Goal =
Starting at the beginning of the items and stopping after the line that contains "pixel 80 97", write those lines out again with "outline" swapped for "boundary" and everything else unchanged. Leave the pictures out.

Data for processing =

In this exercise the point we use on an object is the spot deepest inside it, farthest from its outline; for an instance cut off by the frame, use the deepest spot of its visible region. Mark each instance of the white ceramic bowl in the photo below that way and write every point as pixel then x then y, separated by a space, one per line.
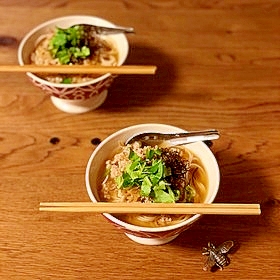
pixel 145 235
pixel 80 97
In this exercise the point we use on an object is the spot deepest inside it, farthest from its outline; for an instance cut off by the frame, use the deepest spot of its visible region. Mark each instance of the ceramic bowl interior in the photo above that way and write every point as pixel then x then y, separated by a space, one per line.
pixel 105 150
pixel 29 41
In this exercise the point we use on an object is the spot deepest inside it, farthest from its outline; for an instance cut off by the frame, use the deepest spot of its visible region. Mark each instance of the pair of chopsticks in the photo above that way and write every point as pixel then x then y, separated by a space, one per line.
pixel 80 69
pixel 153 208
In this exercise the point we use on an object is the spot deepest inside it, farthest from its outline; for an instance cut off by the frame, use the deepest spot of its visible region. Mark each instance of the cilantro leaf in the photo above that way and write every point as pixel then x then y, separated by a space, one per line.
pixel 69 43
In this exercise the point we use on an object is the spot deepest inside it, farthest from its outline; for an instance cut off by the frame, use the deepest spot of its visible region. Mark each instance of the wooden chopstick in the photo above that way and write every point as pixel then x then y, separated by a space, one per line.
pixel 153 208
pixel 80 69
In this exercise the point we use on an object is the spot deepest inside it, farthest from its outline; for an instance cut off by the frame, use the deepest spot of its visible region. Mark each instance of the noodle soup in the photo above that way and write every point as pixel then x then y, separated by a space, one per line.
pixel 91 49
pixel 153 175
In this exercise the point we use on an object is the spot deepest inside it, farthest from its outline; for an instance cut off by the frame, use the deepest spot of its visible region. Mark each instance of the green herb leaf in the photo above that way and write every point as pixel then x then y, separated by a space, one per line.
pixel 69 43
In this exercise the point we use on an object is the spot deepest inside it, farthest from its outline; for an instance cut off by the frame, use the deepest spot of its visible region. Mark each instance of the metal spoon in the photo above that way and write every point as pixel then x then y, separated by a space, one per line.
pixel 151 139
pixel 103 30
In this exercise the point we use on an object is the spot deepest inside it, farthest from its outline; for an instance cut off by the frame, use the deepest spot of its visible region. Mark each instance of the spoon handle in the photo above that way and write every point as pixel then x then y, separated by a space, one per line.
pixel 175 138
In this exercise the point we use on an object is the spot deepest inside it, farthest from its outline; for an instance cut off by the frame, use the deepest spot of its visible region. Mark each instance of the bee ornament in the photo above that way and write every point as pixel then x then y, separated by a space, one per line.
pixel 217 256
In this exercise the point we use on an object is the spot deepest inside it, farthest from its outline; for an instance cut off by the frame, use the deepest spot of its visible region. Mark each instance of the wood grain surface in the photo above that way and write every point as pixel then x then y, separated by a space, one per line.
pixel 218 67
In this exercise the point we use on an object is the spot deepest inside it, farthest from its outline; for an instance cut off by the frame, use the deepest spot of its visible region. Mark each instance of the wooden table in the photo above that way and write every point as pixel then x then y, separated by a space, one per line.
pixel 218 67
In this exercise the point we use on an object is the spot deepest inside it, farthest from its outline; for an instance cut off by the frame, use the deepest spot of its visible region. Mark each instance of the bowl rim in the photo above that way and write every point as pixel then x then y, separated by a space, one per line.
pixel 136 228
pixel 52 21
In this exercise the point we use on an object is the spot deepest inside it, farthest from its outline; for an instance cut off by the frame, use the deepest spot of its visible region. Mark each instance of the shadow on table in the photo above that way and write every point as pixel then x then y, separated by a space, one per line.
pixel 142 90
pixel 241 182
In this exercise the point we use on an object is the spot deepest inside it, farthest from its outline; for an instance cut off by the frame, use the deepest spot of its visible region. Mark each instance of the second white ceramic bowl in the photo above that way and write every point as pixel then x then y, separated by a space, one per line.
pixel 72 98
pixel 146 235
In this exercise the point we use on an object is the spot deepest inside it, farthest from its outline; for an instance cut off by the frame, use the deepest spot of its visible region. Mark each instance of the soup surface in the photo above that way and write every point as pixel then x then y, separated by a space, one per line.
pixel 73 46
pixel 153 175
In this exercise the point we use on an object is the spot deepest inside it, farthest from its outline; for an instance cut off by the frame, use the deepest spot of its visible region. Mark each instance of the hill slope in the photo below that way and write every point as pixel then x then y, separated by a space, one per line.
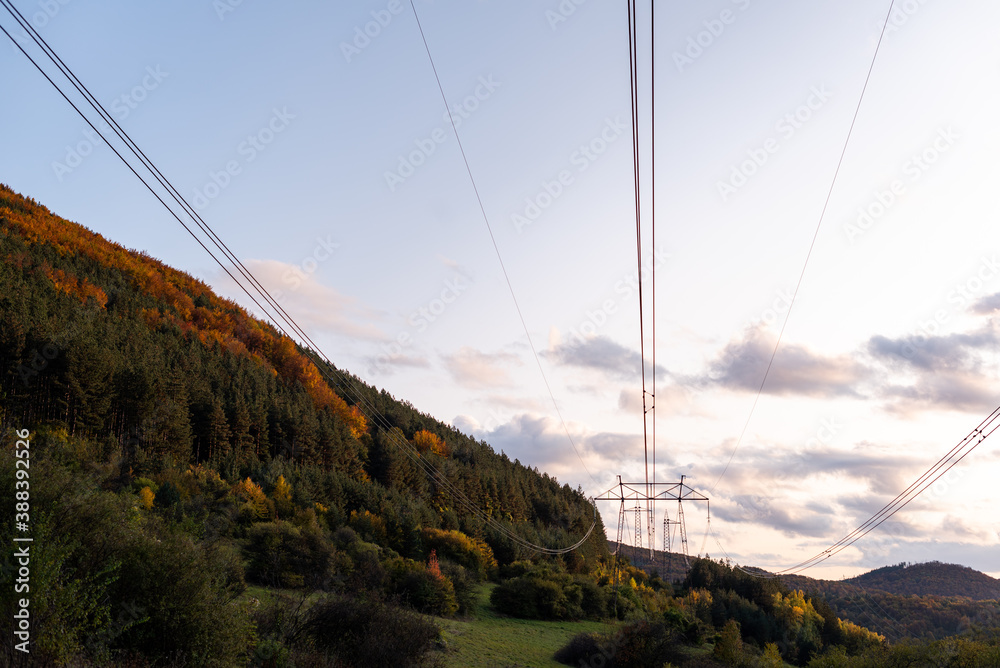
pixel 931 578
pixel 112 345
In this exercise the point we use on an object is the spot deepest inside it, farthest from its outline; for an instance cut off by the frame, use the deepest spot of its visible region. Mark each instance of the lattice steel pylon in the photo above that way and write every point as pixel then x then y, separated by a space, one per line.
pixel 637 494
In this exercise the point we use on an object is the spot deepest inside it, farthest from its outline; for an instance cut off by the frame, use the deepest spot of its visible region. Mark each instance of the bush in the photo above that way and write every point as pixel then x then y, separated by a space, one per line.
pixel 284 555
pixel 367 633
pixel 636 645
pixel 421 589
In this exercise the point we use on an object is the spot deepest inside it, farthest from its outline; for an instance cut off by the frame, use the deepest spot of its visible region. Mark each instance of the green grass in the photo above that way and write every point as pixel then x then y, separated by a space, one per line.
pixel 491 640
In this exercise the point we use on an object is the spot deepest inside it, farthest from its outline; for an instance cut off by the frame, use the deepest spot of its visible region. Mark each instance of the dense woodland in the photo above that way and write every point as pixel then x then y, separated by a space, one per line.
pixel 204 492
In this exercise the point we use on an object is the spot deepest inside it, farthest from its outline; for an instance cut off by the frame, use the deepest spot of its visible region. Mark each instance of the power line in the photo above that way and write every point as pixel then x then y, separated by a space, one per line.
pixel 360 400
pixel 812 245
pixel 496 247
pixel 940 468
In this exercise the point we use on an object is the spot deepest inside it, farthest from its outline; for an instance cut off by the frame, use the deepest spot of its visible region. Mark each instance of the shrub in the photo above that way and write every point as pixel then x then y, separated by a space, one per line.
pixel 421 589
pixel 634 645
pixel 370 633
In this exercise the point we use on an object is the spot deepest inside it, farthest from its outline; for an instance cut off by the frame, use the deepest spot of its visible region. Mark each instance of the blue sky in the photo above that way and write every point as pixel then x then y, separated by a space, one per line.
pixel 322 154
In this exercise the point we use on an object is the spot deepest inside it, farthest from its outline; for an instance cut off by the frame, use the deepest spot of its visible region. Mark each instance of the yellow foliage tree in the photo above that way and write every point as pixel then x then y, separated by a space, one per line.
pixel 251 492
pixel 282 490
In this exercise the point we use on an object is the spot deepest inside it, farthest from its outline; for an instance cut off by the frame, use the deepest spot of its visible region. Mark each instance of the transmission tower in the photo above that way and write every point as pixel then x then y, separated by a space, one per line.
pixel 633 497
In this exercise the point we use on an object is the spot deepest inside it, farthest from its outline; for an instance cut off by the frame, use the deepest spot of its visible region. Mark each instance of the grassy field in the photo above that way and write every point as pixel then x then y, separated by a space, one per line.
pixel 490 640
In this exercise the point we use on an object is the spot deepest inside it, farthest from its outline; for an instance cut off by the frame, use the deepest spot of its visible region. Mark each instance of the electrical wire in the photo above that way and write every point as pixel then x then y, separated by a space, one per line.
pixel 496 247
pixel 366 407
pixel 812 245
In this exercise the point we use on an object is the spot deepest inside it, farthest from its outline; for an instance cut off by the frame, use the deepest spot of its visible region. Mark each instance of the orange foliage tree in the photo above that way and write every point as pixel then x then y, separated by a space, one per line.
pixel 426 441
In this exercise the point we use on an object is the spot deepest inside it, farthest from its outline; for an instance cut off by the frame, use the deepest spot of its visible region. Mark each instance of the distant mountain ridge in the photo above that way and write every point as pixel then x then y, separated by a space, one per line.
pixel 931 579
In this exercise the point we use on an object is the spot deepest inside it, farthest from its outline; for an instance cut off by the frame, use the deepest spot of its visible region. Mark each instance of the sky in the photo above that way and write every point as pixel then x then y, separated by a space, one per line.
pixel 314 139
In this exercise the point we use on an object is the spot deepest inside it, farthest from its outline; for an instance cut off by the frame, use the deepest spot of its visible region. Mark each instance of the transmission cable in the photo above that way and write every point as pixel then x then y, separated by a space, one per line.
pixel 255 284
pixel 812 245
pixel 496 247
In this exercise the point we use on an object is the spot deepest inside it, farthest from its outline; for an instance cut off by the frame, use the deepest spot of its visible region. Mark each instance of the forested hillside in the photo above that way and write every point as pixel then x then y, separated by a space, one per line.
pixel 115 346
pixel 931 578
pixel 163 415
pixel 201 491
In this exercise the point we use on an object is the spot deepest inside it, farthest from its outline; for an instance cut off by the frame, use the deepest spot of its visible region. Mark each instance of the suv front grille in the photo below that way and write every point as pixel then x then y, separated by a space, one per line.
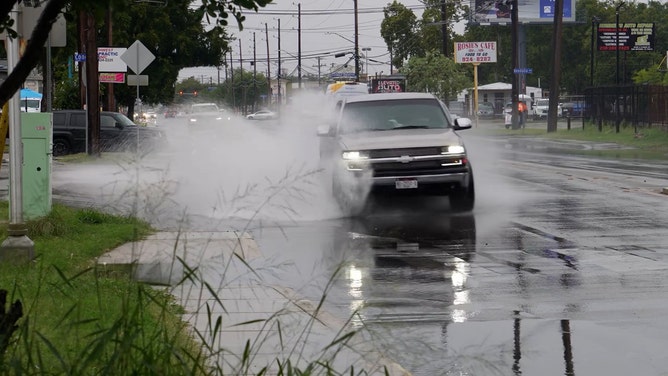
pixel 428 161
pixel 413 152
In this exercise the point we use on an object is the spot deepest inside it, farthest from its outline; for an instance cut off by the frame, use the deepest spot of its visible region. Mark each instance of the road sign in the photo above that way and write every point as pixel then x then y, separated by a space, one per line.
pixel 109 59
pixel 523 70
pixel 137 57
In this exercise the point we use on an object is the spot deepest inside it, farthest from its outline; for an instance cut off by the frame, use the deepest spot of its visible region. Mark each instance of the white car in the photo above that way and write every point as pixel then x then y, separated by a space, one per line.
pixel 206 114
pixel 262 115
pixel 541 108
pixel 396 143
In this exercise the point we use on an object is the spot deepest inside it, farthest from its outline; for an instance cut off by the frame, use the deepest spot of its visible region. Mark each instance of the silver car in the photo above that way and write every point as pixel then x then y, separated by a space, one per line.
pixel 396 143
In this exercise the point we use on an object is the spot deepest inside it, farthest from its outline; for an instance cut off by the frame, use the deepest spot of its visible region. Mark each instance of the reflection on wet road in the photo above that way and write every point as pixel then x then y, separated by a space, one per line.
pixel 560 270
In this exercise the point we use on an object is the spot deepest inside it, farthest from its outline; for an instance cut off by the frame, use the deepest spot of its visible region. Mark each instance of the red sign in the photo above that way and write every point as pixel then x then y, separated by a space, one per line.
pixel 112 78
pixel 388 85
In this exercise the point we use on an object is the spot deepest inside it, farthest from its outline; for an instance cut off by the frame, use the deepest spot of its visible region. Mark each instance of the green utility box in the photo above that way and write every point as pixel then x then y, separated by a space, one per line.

The completed task =
In this exercise the point we use on an object is the spot deepest inside it, farthest from its boundary; for an instance cut off by the frame, use the deepest spot of its visible region. Mark each instance of the white ceramic bowl in the photo below that way and write every point as pixel then x then y, separated by a space, one per line.
pixel 145 235
pixel 80 97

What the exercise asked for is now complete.